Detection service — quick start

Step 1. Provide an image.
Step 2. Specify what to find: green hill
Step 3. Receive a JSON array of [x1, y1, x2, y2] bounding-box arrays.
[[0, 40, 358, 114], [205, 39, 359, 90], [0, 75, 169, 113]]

^^^^^^^^

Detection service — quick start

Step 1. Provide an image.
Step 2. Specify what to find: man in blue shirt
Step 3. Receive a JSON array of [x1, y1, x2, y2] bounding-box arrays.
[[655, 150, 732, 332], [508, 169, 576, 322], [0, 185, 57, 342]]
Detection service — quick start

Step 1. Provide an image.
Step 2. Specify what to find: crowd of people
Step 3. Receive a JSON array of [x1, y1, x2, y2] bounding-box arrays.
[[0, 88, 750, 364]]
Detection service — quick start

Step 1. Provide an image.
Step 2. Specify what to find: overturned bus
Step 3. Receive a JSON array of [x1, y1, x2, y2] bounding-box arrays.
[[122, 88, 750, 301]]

^^^^^^^^

◆ **Task directions**:
Count how many lines in the rows above contain the string "what", treating uppercase and lowercase as different. Reply with the number alone.

◆ **Solution to the problem**:
4